Start of EXTRACTED MATERIAL
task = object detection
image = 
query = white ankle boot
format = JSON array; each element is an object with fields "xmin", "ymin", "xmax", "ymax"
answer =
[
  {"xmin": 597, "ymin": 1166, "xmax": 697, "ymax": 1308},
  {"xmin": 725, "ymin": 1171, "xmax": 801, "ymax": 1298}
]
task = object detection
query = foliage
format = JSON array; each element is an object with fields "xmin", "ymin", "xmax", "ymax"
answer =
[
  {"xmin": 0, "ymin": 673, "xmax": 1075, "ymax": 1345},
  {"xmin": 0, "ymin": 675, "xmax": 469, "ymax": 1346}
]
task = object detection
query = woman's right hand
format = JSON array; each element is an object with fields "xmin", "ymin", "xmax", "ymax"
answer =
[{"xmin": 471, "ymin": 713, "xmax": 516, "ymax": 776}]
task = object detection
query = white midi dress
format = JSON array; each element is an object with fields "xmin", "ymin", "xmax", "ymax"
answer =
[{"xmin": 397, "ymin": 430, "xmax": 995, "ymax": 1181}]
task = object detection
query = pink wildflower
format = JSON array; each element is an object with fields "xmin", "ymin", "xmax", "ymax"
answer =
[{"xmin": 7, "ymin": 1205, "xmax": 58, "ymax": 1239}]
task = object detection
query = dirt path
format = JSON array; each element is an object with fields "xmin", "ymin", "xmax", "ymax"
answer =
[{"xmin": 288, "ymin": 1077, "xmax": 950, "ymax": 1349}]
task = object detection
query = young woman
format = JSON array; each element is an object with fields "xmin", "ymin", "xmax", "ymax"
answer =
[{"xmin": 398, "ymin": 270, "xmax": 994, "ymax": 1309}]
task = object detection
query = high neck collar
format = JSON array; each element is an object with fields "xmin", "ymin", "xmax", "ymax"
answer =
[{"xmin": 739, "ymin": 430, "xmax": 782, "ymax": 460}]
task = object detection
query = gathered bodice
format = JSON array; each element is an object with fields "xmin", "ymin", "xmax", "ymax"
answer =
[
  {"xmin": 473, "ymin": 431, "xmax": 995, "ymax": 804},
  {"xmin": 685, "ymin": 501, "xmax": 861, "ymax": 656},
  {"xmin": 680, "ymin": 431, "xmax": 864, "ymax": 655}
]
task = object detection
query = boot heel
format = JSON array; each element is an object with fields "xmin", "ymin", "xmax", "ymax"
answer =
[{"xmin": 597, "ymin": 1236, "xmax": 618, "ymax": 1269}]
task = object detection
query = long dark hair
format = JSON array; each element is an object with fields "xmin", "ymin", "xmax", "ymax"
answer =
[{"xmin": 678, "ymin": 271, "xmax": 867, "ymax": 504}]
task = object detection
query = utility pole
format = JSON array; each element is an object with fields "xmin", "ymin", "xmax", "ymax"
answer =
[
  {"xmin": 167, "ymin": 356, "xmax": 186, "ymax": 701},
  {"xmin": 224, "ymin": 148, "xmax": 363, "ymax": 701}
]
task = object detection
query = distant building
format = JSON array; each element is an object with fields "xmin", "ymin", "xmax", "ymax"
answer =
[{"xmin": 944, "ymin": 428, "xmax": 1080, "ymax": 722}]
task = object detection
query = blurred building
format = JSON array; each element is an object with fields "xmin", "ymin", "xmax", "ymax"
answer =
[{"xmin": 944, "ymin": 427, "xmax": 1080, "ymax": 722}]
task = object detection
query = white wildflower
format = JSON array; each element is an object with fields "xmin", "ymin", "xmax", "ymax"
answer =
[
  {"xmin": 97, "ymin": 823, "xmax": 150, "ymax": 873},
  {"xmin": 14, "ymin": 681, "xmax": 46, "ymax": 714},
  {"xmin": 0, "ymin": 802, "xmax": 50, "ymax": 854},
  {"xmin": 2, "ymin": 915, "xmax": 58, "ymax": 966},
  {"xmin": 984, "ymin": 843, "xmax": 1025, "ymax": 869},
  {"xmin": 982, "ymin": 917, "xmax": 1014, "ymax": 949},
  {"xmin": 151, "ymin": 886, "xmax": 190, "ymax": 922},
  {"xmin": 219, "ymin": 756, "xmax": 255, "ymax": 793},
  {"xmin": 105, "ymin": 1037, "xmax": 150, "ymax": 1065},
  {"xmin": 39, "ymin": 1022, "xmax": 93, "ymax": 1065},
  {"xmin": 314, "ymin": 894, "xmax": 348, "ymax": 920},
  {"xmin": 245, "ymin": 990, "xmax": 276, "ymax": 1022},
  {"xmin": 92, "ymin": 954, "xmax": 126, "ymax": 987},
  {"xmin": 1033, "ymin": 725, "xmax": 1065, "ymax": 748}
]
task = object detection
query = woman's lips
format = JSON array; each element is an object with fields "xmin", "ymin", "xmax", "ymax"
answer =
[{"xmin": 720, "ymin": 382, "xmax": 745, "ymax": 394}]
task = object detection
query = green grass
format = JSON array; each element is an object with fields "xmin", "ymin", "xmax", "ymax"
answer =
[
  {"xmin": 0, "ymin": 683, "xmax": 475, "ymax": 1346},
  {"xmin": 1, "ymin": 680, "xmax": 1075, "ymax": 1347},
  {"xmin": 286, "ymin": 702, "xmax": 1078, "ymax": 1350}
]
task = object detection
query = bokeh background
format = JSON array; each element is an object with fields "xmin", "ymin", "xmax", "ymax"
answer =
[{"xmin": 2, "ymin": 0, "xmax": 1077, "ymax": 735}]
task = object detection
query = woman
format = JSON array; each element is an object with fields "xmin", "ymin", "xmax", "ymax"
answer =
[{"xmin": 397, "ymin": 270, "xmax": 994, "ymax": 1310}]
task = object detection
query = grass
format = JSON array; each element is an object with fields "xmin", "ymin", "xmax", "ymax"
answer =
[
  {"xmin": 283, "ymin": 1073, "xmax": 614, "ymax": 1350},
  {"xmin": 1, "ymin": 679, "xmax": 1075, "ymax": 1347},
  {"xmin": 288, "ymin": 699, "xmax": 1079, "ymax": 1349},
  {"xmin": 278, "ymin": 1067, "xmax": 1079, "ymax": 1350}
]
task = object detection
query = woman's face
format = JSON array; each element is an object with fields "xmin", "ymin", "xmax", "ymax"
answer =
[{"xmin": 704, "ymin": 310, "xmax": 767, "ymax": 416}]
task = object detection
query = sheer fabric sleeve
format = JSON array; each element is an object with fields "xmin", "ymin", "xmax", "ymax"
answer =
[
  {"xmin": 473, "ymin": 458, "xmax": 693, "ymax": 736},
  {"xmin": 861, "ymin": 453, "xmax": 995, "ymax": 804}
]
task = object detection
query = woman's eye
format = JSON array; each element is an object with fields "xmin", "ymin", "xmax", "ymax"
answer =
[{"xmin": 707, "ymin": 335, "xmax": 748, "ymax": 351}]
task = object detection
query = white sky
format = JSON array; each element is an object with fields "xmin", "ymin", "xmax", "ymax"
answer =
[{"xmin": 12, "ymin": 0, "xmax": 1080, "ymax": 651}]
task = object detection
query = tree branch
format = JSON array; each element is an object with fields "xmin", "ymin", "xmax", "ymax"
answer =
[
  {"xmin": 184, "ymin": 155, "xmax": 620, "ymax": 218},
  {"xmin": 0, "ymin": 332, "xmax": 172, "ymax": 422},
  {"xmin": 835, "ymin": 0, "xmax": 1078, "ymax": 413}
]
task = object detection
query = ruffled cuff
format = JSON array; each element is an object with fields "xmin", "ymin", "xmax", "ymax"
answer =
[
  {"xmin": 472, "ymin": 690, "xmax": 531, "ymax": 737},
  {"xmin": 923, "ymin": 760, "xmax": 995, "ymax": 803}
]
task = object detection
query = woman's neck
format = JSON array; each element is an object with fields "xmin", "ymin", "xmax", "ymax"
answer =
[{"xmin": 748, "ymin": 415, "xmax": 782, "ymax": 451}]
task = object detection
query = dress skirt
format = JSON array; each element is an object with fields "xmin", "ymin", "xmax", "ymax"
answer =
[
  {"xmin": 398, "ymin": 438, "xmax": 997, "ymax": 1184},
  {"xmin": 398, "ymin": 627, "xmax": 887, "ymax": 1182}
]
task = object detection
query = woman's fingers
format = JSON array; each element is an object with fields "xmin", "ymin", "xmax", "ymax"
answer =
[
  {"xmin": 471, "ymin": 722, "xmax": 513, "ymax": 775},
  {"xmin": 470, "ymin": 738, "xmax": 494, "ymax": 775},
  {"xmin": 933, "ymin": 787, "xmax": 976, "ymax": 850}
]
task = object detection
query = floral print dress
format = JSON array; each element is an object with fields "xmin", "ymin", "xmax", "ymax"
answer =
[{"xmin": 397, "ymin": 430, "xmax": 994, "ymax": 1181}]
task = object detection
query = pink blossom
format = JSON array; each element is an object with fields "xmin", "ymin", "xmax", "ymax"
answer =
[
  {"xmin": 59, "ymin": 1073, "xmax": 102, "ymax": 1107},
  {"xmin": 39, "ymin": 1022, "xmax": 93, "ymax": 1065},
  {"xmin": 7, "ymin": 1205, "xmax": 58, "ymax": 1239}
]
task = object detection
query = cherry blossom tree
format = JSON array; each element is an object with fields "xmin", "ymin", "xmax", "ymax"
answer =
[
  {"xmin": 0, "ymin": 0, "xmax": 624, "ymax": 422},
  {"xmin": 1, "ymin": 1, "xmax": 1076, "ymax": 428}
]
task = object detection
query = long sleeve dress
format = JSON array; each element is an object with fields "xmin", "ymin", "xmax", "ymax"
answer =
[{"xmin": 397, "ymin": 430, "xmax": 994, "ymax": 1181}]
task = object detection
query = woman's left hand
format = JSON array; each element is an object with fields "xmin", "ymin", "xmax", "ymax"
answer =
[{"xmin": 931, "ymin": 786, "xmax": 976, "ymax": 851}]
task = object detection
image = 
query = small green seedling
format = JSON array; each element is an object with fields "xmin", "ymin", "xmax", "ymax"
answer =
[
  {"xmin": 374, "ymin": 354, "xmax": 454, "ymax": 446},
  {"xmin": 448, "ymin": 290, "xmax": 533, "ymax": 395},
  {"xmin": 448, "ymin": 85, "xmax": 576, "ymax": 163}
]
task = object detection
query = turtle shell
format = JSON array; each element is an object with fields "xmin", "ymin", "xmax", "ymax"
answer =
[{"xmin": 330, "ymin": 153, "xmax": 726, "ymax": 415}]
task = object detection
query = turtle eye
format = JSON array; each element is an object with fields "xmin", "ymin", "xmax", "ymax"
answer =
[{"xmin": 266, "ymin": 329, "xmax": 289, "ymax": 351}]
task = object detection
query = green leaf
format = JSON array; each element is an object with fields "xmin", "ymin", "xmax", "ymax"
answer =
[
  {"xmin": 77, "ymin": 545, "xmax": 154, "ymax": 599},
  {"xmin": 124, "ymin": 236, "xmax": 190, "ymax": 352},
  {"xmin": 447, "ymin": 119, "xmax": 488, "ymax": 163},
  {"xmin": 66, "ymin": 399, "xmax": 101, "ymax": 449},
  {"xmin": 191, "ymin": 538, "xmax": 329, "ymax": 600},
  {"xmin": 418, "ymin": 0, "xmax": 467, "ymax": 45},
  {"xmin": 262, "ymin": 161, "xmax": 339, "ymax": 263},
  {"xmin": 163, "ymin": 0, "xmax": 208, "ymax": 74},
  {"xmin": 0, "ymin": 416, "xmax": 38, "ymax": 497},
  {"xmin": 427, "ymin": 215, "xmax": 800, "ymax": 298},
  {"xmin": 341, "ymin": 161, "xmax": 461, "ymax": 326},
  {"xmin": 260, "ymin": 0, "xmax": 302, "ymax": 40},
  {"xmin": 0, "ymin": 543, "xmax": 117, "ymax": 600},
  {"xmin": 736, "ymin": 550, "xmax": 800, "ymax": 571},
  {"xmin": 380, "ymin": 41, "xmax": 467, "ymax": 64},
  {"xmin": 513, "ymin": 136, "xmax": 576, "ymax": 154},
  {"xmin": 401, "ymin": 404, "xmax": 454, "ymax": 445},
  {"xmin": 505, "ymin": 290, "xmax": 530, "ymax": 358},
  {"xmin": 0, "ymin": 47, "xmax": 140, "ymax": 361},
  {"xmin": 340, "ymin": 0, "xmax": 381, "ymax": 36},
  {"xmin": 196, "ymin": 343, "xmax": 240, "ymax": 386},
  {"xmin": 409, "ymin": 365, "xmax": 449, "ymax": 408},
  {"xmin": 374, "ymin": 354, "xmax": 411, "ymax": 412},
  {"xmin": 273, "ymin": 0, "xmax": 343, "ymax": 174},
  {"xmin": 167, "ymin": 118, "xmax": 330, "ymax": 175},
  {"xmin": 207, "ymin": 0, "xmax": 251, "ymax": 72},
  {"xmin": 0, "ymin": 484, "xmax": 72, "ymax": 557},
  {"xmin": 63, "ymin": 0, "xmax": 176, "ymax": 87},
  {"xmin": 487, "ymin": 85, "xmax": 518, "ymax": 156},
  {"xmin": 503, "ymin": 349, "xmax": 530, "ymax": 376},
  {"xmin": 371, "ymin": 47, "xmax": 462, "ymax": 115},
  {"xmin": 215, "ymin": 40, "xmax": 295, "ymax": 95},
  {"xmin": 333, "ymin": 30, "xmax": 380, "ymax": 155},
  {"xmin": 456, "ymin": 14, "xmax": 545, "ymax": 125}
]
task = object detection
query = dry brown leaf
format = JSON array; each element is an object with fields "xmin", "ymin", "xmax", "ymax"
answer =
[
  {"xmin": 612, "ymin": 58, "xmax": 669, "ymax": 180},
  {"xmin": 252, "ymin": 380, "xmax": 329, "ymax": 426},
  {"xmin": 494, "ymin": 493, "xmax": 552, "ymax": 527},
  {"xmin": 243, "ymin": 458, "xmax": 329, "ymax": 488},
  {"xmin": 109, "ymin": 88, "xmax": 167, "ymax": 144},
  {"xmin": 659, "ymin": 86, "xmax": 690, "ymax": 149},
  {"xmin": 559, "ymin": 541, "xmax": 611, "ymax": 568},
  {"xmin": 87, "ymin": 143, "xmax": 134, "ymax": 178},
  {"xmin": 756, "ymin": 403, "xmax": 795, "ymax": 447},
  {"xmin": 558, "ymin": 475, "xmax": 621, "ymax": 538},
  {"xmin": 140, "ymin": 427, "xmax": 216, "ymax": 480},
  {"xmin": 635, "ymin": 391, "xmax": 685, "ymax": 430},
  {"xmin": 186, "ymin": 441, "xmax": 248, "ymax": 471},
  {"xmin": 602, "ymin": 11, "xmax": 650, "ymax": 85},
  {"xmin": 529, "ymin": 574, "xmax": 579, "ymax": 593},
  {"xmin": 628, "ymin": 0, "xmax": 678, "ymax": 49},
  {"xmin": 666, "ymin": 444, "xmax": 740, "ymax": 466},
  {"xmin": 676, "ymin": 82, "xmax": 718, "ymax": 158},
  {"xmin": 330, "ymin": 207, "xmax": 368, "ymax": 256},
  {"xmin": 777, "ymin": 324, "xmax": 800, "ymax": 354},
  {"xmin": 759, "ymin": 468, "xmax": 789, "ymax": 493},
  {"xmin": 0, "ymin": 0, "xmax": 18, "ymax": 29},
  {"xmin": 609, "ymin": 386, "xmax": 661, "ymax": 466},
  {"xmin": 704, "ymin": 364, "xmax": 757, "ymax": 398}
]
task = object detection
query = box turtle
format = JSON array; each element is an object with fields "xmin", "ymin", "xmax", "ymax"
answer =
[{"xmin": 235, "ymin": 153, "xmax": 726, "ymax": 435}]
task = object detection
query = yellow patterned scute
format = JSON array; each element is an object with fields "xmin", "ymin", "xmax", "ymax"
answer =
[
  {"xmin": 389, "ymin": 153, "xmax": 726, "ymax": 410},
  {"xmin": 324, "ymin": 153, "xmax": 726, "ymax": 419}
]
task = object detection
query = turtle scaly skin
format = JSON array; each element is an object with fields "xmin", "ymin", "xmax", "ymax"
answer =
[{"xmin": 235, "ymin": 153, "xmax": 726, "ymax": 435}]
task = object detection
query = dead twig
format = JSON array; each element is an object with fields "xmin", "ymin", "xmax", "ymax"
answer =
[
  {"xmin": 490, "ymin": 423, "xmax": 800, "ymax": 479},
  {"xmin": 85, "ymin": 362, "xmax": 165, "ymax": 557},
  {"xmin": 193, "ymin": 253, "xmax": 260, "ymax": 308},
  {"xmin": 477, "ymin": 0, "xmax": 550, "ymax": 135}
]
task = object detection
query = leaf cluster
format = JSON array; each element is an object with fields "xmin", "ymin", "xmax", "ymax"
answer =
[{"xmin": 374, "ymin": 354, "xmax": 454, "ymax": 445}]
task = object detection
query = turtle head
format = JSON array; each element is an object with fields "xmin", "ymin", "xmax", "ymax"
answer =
End of EXTRACTED MATERIAL
In the data above, find the line with "query = white midi dress" and the line with "query = young woman". Retype both, plus every line between them, exactly.

query = white midi dress
format = JSON array; each element is an object with fields "xmin", "ymin", "xmax", "ymax"
answer =
[{"xmin": 397, "ymin": 430, "xmax": 995, "ymax": 1181}]
task = object detection
query = pink wildflower
format = JSON array; each element is an object with fields "xmin", "ymin", "xmax", "ymax"
answer =
[{"xmin": 7, "ymin": 1205, "xmax": 58, "ymax": 1239}]
task = object detection
query = dirt path
format = JSON array; each element is an object with fields "xmin", "ymin", "xmax", "ymax"
answer =
[{"xmin": 288, "ymin": 1077, "xmax": 950, "ymax": 1349}]
task = object detection
query = young woman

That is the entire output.